• **TASK TO CARRY OUT**:
Reproduce every entry exactly, without alteration.

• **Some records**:
────────────────────────────────────────
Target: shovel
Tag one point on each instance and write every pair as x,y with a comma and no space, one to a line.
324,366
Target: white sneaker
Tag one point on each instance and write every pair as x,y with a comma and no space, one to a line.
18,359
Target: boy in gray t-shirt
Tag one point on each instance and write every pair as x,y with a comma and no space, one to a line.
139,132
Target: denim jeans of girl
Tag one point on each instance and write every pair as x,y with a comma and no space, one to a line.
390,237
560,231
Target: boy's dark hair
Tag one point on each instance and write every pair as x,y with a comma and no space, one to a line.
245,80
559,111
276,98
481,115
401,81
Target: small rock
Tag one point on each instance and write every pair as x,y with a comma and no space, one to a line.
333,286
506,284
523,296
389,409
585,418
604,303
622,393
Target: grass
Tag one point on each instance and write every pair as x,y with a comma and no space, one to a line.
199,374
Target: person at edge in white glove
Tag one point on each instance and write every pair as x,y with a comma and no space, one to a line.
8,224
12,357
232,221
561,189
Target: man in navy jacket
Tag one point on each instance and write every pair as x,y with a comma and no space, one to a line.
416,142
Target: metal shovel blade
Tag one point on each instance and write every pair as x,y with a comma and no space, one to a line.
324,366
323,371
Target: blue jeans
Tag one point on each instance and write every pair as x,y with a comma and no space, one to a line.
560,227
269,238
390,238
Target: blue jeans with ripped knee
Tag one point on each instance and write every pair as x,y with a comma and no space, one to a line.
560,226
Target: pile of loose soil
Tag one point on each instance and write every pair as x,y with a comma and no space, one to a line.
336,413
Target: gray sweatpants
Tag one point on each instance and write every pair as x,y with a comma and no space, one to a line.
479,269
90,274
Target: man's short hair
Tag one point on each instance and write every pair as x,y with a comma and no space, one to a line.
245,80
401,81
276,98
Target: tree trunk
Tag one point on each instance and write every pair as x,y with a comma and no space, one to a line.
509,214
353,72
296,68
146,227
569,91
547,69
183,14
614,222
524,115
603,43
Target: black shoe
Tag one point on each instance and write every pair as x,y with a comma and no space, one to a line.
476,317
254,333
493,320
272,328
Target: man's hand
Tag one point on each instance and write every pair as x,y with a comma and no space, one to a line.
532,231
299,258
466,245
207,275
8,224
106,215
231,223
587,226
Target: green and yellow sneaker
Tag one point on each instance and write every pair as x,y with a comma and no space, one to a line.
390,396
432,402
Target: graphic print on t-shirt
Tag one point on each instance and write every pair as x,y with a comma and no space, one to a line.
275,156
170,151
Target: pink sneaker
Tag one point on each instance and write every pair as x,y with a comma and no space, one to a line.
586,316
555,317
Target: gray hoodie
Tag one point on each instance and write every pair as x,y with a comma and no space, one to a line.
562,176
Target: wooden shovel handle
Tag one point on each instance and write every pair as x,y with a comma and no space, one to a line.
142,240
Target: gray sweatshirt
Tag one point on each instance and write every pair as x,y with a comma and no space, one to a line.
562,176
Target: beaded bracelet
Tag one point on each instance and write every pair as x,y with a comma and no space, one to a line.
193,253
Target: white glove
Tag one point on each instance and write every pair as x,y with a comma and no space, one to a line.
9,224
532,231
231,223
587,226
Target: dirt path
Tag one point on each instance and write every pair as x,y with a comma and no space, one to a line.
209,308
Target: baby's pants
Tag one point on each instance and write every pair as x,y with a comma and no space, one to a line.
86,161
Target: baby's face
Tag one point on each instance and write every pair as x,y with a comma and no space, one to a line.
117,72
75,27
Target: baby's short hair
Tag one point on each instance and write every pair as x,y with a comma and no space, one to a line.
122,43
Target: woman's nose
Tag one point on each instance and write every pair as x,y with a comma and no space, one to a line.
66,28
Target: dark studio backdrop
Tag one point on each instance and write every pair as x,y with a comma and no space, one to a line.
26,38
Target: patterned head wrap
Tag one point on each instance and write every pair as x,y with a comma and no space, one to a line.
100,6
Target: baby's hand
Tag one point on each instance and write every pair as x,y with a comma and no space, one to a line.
────────────────────────────────────────
• **FULL RESPONSE**:
Target: shovel
Tag one point on each instance and write every pair as x,y with a comma and no space, one to a line.
324,366
Target: white sneaker
Tag one point on each instance and write every pair as x,y with a comma and no space, one to a line.
18,359
Target: boy in gray t-shirt
Tag one point on each instance and write every pair as x,y with a comma and no space, one to a line.
139,132
Target: denim jeans of girl
Tag one point on each instance and write every pair as x,y with a comma and no space, one to a line.
390,237
560,231
Target: boy's dark hair
Tag one point on each instance and write every pair as x,y with a comma and no space, one to a line.
245,80
559,111
276,98
481,115
401,81
Target: small rock
Tag one point on each instance and write every pair as x,y with a comma and no space, one to a line.
333,286
506,284
523,296
389,409
585,418
604,303
622,393
Target: grass
Tag one point on each instance and write every pair as x,y with a comma and no space, one to a line.
199,374
Target: person at edge in white glove
Tag one point on each instance and write every pair as x,y with a comma and no space, one to a line.
8,224
12,357
232,221
561,189
Target: man in navy jacket
Tag one point on each instance and write every pair as x,y with a comma and no space, one to a line.
416,142
Target: metal shovel blade
Tag one point on each instance and write every pair as x,y with a comma and no space, one to a line.
324,366
323,371
Target: blue jeans
Tag one point on each instance and write every pair as x,y with a comma and no space, one to a line.
560,227
269,238
390,238
Target: blue jeans with ripped knee
Tag one point on each instance and write every pair as x,y with a comma and no space, one to a line.
560,226
Target: pile of loose soil
Tag one point on each instance and write every pair as x,y with a comma and no space, one to a line.
336,413
Target: gray sweatpants
Tag one point on each instance and write every pair as x,y with a comma and no space, one to a line.
479,269
90,274
Target: man's short hair
Tag one point on each instance and write every pair as x,y with a comma and no space, one to a line.
245,80
401,81
276,98
Target: tree trunk
Tag one point on each instance and write every pair as x,y with a comma and no space, one to a line.
509,214
353,72
296,68
146,227
569,91
547,69
183,14
614,222
524,115
603,43
Target: black shoe
Tag one point on each instance and write every pair as x,y with a comma and no space, one to a line.
476,317
254,333
493,320
272,328
Target: man's hand
Tag one point on each instance and write every pair as x,y with a comma and no space, one to a line.
532,231
299,258
466,245
207,275
8,224
106,215
231,223
587,226
Target: green and yellow sneaker
Tag one point on each instance and write every pair as x,y with a comma and no space, one to a line.
390,396
432,402
Target: graphic print on t-shirt
Tag one point on each instance and write every pair as x,y with a comma and no space, one to a line.
275,156
170,151
Target: pink sneaker
Tag one point on each instance and write every pair as x,y with a comma and no space, one to a line.
586,316
555,317
Target: gray hoodie
Tag one point on each instance and write every pair as x,y with a comma and no space, one to a line.
562,176
Target: wooden shovel handle
Tag one point on each instance and write every pair as x,y with a comma and no space, one to a line.
142,240
Target: gray sweatshirt
Tag one point on each instance and write every pair as x,y with a comma and no space, one to a line.
562,176
Target: beaded bracelet
Tag one point on each instance and write every pair as x,y with a comma and no space, one to a line.
193,253
Target: white glove
Tag one point on each instance and write every pair as x,y with a comma and no space, one to a line.
9,224
532,231
231,223
587,226
Target: dirt path
Tag one point on each instance and write every pair as x,y with a comma and no space, one to a line.
209,308
Target: baby's pants
Tag one point on each instance and write every pair as x,y with a comma and no space, one to a line.
86,161
Target: baby's face
Tag one point on each instance and write every pair as x,y with a comma and no space, one to a line.
117,72
75,27
Target: baby's short hair
Tag one point on each instance and write every pair as x,y with a comma and no space, one to a line.
122,43
Target: woman's nose
Tag one point on each instance and write every pair as x,y with a comma and no space, one to a line.
66,28
Target: dark studio backdrop
Tag one point on each instance and write every pair as x,y with a comma and no space, one to a line.
26,38
Target: patterned head wrap
Tag one point on each instance and write every pair as x,y with a comma and no space, one to a line.
100,6
Target: baby's hand
Tag one point on each instance and write every pair as x,y with a comma and no space, one to a line.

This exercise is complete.